Text passage:
•••
# Repairing damaged scupper hole



## pocketdelight (Nov 23, 2013)

Can anyone give me some tips on how to DIY repair scupper hole? What kind of plastic is the Moken made of? What plastics will bond successfully with it? Where do I buy supplies for the job in Hobart? Is a can of fire stuff from hardware shop hot enough to do the job? Don't need the scupper hole so better to patch over it? Thanks


----------



## Frocklizard (Aug 19, 2010)

Mate. If you can see the crack there's no need to fill the scupper hole completely up 
Get a soldering iron an work the plastic( melt together ) and if you need to add plastic I'm sure you neighbour has a wheelie bin Just cut a piece out of it and melt into the crack


----------



## rodrocket (Apr 24, 2012)

Hi there,
Frocklizard is right, though I prefer using a heat gun.
Definitely be careful if using a blow torch :twisted: 
I live in Taroona and have had to do a bit of plasic welding on my yak and boat from time to time.
I have bought a heat gun (good quality, digital temp control) with a couple of different nozzles i.e. small etc
You're welcome to use it/borrow it, or come visit and I'll give you a hand to try to fix it.
I'm no expert, but have a basic understanding of the process.
Also I have not managed to totally destroy previously mentioned craft. So far ;-) 
Cheers, Rod


----------



## rodrocket (Apr 24, 2012)

Forgot to suggest also there are some excellent YouTube videos on how to weld plastics including kayaks.
Well worth a look


----------
•••
Raw data:
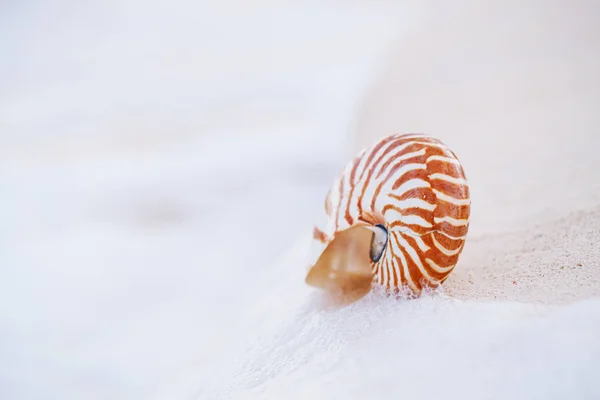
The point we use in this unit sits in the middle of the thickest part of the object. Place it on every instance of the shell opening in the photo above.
(345, 264)
(378, 242)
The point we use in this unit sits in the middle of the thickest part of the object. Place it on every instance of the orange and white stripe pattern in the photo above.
(415, 187)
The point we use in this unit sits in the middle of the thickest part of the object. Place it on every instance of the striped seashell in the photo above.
(397, 217)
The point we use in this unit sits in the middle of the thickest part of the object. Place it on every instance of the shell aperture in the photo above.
(410, 193)
(378, 242)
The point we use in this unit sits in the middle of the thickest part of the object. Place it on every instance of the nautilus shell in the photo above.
(397, 218)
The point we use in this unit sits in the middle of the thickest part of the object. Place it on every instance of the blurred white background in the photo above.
(154, 157)
(159, 166)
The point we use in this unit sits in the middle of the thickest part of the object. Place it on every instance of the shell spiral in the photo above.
(415, 187)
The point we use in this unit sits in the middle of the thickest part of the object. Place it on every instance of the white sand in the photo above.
(514, 88)
(160, 166)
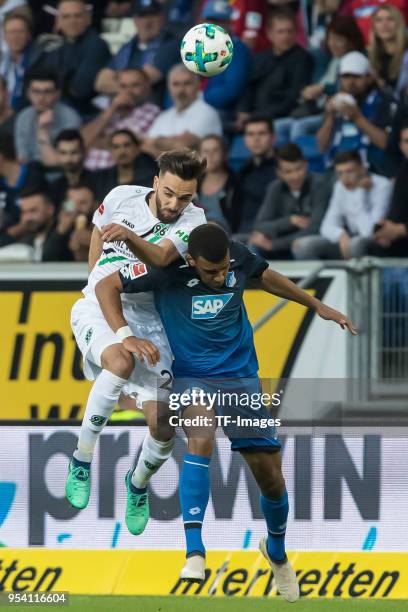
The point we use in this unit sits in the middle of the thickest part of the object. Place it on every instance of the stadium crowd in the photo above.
(305, 134)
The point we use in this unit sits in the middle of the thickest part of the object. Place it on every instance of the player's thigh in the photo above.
(266, 468)
(201, 432)
(157, 415)
(117, 360)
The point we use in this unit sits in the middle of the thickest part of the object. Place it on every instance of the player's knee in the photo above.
(119, 362)
(202, 447)
(272, 483)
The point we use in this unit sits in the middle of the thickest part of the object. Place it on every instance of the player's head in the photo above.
(209, 253)
(177, 181)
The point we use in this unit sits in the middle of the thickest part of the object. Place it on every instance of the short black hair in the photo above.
(70, 136)
(209, 241)
(260, 119)
(281, 13)
(38, 74)
(7, 147)
(344, 157)
(184, 163)
(124, 132)
(289, 152)
(402, 127)
(21, 17)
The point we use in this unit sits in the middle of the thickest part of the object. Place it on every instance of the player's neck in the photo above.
(151, 201)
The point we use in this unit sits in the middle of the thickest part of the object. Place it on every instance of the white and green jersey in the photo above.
(126, 205)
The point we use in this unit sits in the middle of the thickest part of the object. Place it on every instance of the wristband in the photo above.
(124, 332)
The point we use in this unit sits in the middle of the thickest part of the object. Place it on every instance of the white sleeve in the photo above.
(179, 234)
(103, 214)
(332, 225)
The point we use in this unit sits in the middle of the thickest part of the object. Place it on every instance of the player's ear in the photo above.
(190, 260)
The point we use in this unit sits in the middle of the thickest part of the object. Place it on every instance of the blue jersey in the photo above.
(208, 329)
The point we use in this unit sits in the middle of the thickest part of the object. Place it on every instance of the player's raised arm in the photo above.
(283, 287)
(95, 248)
(108, 292)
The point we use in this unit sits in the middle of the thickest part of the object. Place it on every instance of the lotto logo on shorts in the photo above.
(98, 420)
(133, 271)
(137, 270)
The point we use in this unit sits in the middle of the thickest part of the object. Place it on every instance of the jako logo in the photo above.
(208, 306)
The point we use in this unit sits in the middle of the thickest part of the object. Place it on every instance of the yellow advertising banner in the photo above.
(360, 575)
(41, 368)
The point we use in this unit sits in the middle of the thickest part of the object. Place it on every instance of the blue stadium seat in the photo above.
(308, 144)
(238, 153)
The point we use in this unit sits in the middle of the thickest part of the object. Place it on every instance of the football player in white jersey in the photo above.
(137, 226)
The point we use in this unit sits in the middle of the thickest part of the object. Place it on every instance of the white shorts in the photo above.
(93, 335)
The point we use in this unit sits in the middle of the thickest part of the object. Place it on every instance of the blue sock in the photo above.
(77, 463)
(276, 514)
(194, 496)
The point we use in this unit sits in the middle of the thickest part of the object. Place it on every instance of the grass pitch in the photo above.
(208, 604)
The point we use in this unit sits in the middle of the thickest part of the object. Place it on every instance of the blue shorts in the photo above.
(241, 413)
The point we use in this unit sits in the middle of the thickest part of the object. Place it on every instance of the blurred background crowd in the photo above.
(305, 134)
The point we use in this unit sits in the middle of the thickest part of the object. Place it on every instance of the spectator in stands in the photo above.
(363, 10)
(37, 228)
(321, 15)
(129, 110)
(223, 91)
(18, 57)
(388, 49)
(38, 125)
(249, 23)
(153, 49)
(359, 201)
(293, 206)
(343, 36)
(358, 117)
(71, 154)
(14, 179)
(7, 116)
(75, 220)
(255, 176)
(391, 235)
(132, 167)
(80, 56)
(279, 74)
(6, 7)
(189, 120)
(216, 187)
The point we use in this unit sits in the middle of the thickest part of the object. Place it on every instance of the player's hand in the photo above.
(143, 350)
(114, 231)
(329, 314)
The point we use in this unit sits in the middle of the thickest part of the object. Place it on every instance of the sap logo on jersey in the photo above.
(209, 306)
(133, 271)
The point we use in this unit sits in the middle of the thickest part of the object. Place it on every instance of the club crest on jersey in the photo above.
(133, 271)
(208, 306)
(231, 280)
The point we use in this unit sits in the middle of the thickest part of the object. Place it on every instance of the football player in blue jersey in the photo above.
(201, 305)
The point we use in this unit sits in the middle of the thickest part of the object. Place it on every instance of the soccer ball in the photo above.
(207, 49)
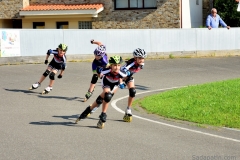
•••
Task description: Rewrite the part of the scupper hole repair thread between "Definitely be careful" and "time to time.", inclusive, putting "propane torch" in place of "blow torch".

Solved problem:
Definitely be careful if using a propane torch :twisted: 
I live in Taroona and have had to do a bit of plasic welding on my yak and boat from time to time.